╔══

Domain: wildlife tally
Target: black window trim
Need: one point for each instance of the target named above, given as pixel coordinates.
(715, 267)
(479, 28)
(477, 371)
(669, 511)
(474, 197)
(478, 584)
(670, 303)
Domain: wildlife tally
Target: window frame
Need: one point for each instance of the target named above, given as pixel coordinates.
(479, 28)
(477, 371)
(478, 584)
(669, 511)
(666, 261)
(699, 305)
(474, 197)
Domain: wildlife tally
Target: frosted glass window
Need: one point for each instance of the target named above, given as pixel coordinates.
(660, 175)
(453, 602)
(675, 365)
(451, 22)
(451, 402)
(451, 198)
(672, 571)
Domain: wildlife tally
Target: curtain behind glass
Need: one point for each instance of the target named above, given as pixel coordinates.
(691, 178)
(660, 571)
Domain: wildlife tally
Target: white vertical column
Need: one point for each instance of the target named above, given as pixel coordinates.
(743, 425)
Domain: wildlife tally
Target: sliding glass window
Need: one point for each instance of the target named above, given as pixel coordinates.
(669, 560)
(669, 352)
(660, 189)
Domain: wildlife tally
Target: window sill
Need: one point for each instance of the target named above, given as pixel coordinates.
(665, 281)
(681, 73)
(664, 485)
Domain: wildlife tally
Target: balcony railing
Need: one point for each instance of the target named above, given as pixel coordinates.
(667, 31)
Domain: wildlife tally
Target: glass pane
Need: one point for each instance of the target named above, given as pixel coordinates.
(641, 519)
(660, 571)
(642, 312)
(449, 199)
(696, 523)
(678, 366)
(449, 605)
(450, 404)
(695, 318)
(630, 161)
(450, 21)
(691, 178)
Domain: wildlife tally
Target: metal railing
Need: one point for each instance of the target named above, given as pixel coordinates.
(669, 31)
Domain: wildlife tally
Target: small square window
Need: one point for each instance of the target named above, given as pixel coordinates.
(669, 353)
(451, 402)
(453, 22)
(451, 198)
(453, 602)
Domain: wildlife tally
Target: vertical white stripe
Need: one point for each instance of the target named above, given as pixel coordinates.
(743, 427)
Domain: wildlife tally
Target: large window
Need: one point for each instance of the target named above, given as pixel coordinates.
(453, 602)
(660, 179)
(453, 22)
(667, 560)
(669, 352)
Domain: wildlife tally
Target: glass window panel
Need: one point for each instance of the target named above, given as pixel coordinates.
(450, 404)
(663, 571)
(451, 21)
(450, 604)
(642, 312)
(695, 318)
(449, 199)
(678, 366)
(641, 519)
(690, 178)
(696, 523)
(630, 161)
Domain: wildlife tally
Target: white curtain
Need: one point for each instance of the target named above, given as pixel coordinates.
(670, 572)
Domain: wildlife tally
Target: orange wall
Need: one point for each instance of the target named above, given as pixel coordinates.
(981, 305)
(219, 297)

╚══

ASSIGNED TASK - Line for line, the material above should be repeated exactly.

ANSWER BOX -
Domain: wildlife tally
Target: black window trim
Need: one point for each instance of the target named above, given as pixel coordinates.
(715, 267)
(479, 28)
(477, 371)
(669, 511)
(474, 197)
(478, 584)
(670, 303)
Domain: wildlife tally
Target: window frame
Need: one point for each instance of the target named above, given as pixel coordinates.
(479, 28)
(477, 371)
(478, 584)
(669, 511)
(666, 261)
(699, 305)
(474, 197)
Domain: wildlife tally
Target: frosted glass window
Need: one point for each instance of the target named above, given as pixel coordinates.
(660, 175)
(453, 602)
(675, 365)
(451, 22)
(451, 402)
(451, 198)
(672, 571)
Domain: wildlife tally
Target: curtain behind glass
Need: one point for each instance of the target named above, given as pixel coordinates.
(691, 178)
(660, 571)
Domain: wildlife tally
Target: white vertical column
Need: one point for each instance of the target named above, given as pixel coordinates.
(743, 425)
Domain: wildlife tally
Target: sliding glass window
Need: one point for each instance of the target named above, given as pixel coordinates.
(669, 560)
(669, 352)
(660, 189)
Domain: wildlife tally
Target: window sill
Need: one point for each instance of the target named above, given as pixel coordinates.
(665, 281)
(681, 73)
(664, 485)
Domain: wildlife tally
Target: balcony railing
Need: one point for each instance of the target named above, given as pixel coordinates.
(667, 31)
Domain: wildlife tally
Target: glass pane
Need: one point for each instance of the target named above, given as pixel coordinates.
(641, 519)
(660, 571)
(642, 312)
(449, 199)
(696, 523)
(678, 366)
(449, 605)
(450, 404)
(695, 318)
(630, 161)
(450, 21)
(691, 178)
Domain: wildlife tally
Target: metal railing
Need: one point for each instance of the target named above, given as pixel coordinates.
(669, 31)
Domain: wildlife tally
Target: small square window
Need: one point for each instance of the target named above, given as pixel coordinates.
(669, 353)
(451, 402)
(453, 22)
(451, 198)
(453, 602)
Domain: wildlife tally
Target: vertical white stripe
Need: one point for each instance of the target named above, given as pixel coordinates.
(743, 427)
Domain: wildlife tally
Target: large window
Need: one point for each instance of the target named above, given as pixel coordinates.
(453, 602)
(660, 179)
(453, 22)
(667, 560)
(669, 352)
Domain: wildlife tally
Target: glass window panel
Need: one point for each instance of the target named above, given as pixel coordinates.
(450, 404)
(663, 571)
(451, 21)
(450, 604)
(642, 312)
(695, 318)
(449, 199)
(678, 366)
(641, 519)
(690, 178)
(696, 523)
(630, 161)
Domain: wildlife tally
Target: white curtain
Need: one point for each instance of the target named above, given as pixel coordinates.
(670, 572)
Domain: wildlife tally
Target: orange wall
Need: one point for each instance of the target named above, given as pixel coordinates.
(981, 305)
(219, 297)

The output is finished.